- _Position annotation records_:
◇ ◇ ◇ ◇ ◇ ◇ ◇

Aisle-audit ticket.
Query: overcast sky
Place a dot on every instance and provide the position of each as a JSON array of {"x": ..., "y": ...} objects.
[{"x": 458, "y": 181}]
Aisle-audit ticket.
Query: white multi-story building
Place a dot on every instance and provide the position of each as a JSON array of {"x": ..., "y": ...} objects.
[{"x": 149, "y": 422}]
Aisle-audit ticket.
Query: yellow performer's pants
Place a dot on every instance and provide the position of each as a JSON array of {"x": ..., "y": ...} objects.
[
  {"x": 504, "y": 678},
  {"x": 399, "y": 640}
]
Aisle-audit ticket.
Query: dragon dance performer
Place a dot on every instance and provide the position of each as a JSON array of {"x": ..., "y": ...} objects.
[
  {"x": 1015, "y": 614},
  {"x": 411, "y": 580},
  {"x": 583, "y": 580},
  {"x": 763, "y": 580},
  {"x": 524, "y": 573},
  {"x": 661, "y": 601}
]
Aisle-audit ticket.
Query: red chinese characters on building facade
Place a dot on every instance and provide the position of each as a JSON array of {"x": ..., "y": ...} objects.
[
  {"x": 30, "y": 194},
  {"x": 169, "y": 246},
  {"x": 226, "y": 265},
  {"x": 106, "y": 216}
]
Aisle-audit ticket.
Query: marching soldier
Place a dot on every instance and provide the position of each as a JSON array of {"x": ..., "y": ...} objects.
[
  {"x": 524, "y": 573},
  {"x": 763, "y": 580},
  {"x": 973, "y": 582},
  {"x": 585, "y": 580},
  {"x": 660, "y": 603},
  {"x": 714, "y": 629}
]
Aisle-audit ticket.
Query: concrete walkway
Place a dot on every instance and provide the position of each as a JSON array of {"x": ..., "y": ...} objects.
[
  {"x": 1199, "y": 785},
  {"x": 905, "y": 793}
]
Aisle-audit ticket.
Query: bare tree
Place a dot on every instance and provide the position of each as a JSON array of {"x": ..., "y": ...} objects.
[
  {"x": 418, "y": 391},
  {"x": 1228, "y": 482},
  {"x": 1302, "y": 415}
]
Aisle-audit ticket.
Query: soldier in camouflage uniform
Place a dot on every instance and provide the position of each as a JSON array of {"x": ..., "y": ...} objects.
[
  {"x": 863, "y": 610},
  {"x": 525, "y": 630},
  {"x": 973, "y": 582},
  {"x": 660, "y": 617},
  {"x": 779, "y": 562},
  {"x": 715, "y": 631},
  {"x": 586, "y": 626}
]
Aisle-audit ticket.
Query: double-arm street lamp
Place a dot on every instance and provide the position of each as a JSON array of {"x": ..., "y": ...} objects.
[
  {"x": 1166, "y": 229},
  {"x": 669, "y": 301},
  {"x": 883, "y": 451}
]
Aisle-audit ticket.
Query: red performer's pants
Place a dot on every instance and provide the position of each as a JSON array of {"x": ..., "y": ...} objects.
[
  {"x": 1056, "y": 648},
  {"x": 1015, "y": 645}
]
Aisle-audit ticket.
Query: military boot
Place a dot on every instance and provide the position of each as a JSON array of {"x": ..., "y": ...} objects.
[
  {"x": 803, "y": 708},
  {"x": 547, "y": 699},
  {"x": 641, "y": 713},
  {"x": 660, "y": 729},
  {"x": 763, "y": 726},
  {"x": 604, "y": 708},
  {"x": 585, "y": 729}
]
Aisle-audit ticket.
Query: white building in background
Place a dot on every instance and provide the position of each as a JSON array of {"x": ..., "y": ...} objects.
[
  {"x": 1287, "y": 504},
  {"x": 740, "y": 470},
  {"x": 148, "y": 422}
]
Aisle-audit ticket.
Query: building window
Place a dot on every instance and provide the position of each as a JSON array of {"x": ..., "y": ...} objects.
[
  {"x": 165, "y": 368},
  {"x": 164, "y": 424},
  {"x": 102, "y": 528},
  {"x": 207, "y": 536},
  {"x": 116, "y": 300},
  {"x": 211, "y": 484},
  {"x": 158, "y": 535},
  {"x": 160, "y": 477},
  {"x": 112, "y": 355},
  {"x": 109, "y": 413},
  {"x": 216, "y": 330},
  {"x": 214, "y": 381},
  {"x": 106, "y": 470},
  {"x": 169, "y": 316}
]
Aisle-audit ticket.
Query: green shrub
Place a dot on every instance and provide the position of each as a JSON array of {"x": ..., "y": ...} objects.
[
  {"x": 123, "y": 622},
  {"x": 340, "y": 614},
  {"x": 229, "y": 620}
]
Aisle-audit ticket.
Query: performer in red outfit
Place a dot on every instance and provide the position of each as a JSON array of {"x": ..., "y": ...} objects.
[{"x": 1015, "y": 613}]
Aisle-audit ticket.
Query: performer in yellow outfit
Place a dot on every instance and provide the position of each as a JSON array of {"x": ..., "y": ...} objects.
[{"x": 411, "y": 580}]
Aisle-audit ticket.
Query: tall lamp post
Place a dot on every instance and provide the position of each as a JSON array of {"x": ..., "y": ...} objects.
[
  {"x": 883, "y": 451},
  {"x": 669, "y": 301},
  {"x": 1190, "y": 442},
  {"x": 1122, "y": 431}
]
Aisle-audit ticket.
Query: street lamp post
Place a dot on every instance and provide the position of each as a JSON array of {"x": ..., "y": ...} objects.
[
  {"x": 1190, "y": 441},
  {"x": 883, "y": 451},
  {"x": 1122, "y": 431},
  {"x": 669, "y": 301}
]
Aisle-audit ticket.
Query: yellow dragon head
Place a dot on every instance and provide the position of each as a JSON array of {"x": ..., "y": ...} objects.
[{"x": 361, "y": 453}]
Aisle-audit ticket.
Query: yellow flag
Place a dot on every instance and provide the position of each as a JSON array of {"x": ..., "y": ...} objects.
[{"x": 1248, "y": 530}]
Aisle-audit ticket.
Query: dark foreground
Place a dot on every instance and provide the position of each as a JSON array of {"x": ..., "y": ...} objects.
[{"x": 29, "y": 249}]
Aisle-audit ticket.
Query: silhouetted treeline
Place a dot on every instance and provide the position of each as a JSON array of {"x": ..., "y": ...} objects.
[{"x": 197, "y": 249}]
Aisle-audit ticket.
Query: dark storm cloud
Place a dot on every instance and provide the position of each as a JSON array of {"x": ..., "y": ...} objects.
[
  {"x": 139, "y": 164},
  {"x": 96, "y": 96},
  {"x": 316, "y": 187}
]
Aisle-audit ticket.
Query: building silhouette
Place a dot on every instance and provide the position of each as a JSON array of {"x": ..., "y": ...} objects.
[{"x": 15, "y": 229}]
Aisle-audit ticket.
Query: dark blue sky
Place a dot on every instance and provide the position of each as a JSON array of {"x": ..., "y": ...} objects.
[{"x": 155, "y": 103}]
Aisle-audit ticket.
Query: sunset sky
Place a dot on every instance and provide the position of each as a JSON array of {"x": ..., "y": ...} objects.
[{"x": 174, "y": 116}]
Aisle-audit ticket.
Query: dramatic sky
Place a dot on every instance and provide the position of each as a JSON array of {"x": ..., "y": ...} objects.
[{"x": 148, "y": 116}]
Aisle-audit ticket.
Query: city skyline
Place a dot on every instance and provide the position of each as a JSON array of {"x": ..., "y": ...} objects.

◇ ◇ ◇ ◇ ◇ ◇ ◇

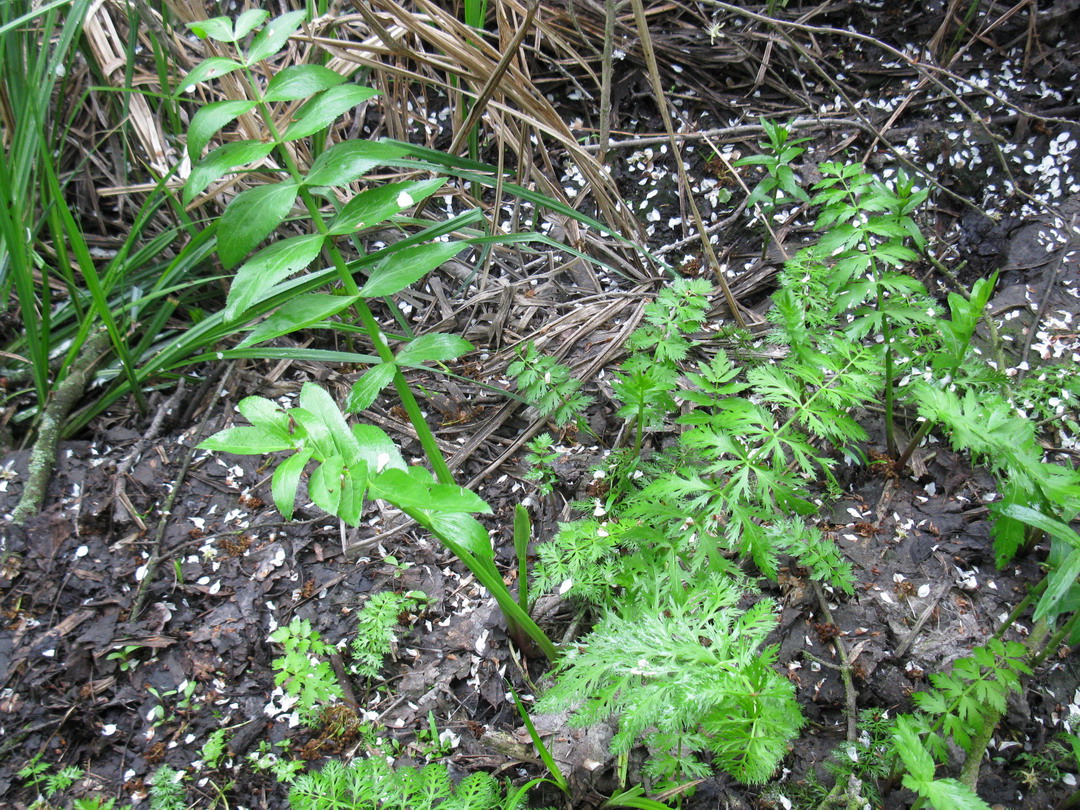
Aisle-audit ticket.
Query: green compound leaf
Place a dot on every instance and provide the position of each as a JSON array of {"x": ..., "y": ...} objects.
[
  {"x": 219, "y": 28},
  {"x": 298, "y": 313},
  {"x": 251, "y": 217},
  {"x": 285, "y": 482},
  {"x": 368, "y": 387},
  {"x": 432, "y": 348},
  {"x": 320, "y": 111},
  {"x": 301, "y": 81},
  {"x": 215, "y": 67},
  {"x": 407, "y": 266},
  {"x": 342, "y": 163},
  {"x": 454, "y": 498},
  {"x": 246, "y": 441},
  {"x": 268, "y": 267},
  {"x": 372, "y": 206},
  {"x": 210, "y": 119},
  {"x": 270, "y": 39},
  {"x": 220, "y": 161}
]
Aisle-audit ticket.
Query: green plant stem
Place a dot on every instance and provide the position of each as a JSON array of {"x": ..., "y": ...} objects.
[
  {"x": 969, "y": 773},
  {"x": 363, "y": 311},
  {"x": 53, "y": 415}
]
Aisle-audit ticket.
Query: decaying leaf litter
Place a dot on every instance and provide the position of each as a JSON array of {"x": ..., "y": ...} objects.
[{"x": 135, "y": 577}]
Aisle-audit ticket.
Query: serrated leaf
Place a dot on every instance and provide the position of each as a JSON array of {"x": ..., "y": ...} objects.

◇ ◇ ◇ ◇ ◇ ◇ ◇

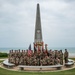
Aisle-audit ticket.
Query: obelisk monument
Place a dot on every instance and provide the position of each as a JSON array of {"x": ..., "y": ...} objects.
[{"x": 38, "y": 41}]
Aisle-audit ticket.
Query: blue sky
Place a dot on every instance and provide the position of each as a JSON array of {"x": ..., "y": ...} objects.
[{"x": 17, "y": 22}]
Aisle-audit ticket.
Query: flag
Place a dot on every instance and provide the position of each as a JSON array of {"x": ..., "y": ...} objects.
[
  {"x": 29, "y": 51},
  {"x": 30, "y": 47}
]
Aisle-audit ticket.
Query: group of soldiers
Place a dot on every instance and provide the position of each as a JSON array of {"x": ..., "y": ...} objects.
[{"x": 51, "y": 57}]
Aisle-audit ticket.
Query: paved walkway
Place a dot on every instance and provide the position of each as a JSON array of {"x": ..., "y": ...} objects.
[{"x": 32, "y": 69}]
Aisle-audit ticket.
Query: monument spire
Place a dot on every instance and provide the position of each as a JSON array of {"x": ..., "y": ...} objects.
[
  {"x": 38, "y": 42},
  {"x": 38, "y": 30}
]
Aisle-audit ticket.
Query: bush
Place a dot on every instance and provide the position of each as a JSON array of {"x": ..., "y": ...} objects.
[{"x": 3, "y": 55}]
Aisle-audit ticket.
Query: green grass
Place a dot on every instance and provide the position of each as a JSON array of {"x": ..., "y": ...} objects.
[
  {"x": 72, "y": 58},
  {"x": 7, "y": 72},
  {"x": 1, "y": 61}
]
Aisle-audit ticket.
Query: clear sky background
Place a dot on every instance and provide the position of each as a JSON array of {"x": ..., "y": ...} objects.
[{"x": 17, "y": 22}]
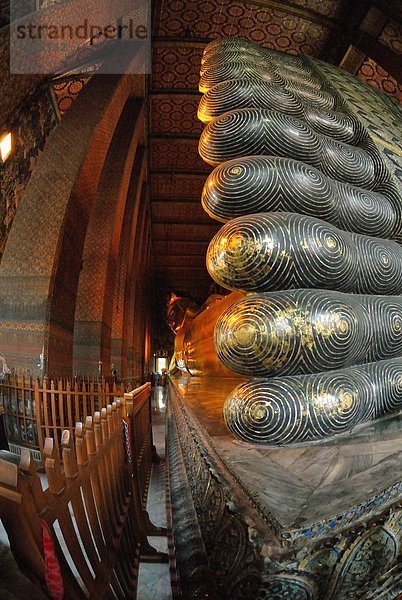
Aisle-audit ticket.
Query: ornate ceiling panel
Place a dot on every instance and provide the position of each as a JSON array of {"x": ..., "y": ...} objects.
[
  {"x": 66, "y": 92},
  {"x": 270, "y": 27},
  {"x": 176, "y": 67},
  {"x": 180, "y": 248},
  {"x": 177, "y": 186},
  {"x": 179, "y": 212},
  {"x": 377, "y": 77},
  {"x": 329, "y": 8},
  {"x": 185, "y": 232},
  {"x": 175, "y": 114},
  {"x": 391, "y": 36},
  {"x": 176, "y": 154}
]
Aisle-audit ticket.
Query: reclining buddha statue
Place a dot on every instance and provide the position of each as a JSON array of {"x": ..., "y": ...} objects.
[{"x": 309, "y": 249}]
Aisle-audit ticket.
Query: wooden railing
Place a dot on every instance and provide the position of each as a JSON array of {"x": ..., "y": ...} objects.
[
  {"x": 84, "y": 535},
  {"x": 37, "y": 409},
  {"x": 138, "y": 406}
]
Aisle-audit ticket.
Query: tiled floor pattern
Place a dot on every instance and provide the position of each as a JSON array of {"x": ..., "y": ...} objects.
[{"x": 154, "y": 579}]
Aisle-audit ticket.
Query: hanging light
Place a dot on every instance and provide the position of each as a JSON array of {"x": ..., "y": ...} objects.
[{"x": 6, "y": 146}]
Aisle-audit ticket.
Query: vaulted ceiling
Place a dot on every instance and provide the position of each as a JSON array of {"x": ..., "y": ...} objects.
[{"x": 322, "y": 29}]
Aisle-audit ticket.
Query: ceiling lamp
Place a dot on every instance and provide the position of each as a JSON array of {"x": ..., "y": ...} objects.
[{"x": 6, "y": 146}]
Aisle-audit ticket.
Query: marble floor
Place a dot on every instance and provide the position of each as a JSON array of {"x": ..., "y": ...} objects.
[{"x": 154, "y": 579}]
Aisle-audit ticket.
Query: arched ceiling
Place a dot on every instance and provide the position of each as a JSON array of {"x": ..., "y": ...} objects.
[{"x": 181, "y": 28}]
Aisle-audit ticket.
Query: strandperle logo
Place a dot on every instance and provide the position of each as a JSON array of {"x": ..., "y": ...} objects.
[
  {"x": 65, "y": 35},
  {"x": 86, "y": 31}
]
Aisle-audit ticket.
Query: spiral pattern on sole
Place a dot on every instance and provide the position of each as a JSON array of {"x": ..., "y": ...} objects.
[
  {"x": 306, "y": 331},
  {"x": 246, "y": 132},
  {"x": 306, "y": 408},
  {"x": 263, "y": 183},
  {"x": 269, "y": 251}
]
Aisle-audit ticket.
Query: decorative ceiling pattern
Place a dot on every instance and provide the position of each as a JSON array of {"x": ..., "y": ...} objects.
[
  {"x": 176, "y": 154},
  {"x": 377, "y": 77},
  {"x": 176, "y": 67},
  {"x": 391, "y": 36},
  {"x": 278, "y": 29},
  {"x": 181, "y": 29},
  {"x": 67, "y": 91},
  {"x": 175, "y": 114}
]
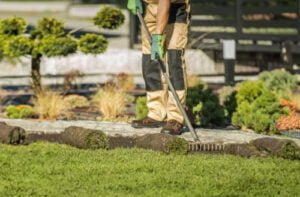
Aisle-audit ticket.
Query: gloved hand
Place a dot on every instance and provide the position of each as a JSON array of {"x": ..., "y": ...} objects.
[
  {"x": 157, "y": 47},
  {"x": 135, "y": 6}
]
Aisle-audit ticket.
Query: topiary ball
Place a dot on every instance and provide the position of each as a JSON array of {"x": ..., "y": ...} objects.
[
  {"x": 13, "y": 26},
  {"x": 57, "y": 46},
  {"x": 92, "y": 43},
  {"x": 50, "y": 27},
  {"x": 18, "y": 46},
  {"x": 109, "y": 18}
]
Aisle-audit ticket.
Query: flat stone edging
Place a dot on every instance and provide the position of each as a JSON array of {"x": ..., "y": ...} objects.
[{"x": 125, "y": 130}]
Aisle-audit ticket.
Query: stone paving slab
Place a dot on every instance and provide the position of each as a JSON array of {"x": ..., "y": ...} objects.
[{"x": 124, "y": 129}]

◇ ◇ ◇ ◇ ◇ ◇ ◇

- _What you have to do_: Report how many lines of the material above contain the string "post", counting case as significant. Give only the number.

- _Finished exercise_: 2